*What you need to do*: Retype each entry. Leave every word as it is.

Dataset records:

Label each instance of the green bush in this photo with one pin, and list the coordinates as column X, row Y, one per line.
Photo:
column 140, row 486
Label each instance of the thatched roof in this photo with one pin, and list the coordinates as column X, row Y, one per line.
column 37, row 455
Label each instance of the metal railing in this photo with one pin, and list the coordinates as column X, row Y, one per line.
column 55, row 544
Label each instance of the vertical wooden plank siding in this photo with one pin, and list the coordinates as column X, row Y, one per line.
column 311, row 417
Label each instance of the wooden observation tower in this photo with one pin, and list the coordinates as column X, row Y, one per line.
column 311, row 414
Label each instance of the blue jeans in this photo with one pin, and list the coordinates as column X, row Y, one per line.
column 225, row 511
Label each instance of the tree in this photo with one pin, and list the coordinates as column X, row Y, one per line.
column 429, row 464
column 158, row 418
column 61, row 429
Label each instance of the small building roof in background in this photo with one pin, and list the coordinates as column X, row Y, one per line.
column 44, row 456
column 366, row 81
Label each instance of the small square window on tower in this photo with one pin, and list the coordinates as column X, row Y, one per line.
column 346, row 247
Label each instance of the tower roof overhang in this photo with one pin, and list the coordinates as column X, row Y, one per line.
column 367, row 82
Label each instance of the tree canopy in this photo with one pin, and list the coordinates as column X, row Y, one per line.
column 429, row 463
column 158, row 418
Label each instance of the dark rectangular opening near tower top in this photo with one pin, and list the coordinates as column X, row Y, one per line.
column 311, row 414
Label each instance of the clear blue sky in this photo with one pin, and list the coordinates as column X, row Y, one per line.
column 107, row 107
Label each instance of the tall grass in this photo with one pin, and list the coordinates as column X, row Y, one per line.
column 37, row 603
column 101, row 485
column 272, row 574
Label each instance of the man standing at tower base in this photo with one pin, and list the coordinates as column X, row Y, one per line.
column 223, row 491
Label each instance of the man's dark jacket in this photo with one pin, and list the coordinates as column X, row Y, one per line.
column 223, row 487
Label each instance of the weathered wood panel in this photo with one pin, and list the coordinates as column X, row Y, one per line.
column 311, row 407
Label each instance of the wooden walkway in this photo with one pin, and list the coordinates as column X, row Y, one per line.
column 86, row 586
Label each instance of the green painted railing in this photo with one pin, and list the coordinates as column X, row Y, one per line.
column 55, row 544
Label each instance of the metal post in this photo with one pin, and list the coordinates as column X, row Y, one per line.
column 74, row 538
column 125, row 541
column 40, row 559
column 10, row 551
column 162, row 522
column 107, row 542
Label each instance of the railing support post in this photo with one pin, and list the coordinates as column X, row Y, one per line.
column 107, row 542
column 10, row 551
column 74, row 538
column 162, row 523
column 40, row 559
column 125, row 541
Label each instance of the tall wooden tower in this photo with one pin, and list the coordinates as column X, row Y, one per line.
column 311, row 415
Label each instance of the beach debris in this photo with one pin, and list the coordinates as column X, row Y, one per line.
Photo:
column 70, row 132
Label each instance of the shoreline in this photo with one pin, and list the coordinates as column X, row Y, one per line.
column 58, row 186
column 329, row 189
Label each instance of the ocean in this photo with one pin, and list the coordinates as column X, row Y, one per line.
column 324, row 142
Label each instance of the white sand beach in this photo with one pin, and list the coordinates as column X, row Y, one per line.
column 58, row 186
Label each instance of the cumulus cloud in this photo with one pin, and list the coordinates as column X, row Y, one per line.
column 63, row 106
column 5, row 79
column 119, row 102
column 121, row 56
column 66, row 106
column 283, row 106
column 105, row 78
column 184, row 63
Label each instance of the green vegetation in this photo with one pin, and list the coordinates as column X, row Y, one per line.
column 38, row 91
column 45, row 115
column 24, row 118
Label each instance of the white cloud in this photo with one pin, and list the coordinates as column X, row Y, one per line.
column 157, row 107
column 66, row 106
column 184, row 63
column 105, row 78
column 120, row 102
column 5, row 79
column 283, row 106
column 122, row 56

*Result*:
Label each instance of the green bush in this photo with one pin, and list the coordinates as column X, row Y, one per line.
Photo:
column 140, row 486
Label each instance of the thatched roof in this photo with one pin, and list the coordinates as column X, row Y, one per line.
column 37, row 455
Label each instance of the metal railing in this photo with one pin, and list the coordinates as column X, row Y, one per line.
column 55, row 544
Label each instance of the vertical wooden plank siding in this photo with one pin, and list the coordinates as column X, row Y, one per line.
column 311, row 417
Label each instance of the wooden observation tower in this photo with one pin, and list the coordinates as column X, row Y, one per line.
column 311, row 414
Label each instance of the blue jeans in this photo with one pin, and list the coordinates as column X, row Y, one per line.
column 225, row 511
Label each instance of the tree in this photo with one pin, and list the coordinates as column X, row Y, one per line.
column 429, row 464
column 158, row 418
column 61, row 429
Label each instance of the small building roof in background in this photo with one pin, and list the coordinates as column X, row Y, one per line.
column 44, row 456
column 366, row 81
Label each instance of the small square window on tower in this photo with one pin, and list the coordinates as column X, row Y, one per line.
column 346, row 247
Label each instance of the tower roof overhang in this photo with one pin, and list the coordinates as column X, row Y, one per line.
column 367, row 82
Label each instance of the tree canopy in this photo with one pin, and list the coordinates as column X, row Y, one per line.
column 429, row 463
column 158, row 418
Label each instance of the dark rectangular opening near tower top in this photo with one pin, and list the coordinates as column X, row Y, one per line.
column 311, row 414
Label each instance of the clear blue sky in this photo with one pin, and list the coordinates as column X, row Y, one per line.
column 107, row 107
Label each instance of the tall grass in this photo with one pin, and list the coordinates as column X, row Y, one per line.
column 37, row 603
column 101, row 485
column 272, row 574
Label each instance of the man standing at tower base in this photo with one pin, and list the coordinates as column X, row Y, one per line.
column 223, row 491
Label each instance of the man's dark jacket in this photo with one pin, and list the coordinates as column X, row Y, one per line.
column 223, row 487
Label each instance of the weathered wood panel in this photo with one pin, and list the coordinates as column X, row Y, one per line.
column 311, row 407
Label each instance of the wooden walkway in this photo with one pin, and list the coordinates as column X, row Y, one per line.
column 86, row 586
Label each instance of the green painted railing in this photo with one pin, and list the coordinates as column X, row Y, one per line.
column 55, row 544
Label each instance of the metal post in this photo with one pin, and list the coordinates as column X, row Y, one per line.
column 74, row 538
column 125, row 541
column 40, row 559
column 10, row 551
column 162, row 522
column 107, row 542
Label each instance of the railing support post in this photo with one pin, and list the coordinates as column X, row Y, one per line.
column 107, row 542
column 10, row 551
column 74, row 538
column 162, row 523
column 40, row 559
column 125, row 541
Label each instance of the tall wooden tower in this photo with one pin, and list the coordinates as column X, row Y, one per line.
column 311, row 415
Label each instance of the beach debris in this photo with one pin, and list the coordinates as column X, row Y, one per line.
Photo:
column 70, row 132
Label each instance of the shoreline in this photo with one pin, and list the coordinates as column X, row Y, one per line.
column 58, row 186
column 329, row 189
Label each instance of the ocean in this photo with one pin, and list the coordinates as column X, row Y, one per line.
column 324, row 142
Label each instance of the white sand beach in this photo with one pin, and list the coordinates as column X, row Y, one per line.
column 58, row 186
Label each instance of the cumulus cloud in this photo with one pin, and list the coordinates as column X, row Y, one per line.
column 63, row 106
column 5, row 79
column 119, row 102
column 121, row 56
column 66, row 106
column 283, row 106
column 105, row 78
column 184, row 63
Label each instance of the green vegetation in this photo with one pin, and list the coordinates as column X, row Y, one per line.
column 38, row 91
column 45, row 115
column 24, row 118
Label each instance of the white cloud in this photo with one pin, and list the coordinates as column X, row Y, one per line.
column 157, row 107
column 66, row 106
column 184, row 63
column 105, row 78
column 120, row 102
column 5, row 79
column 283, row 106
column 122, row 56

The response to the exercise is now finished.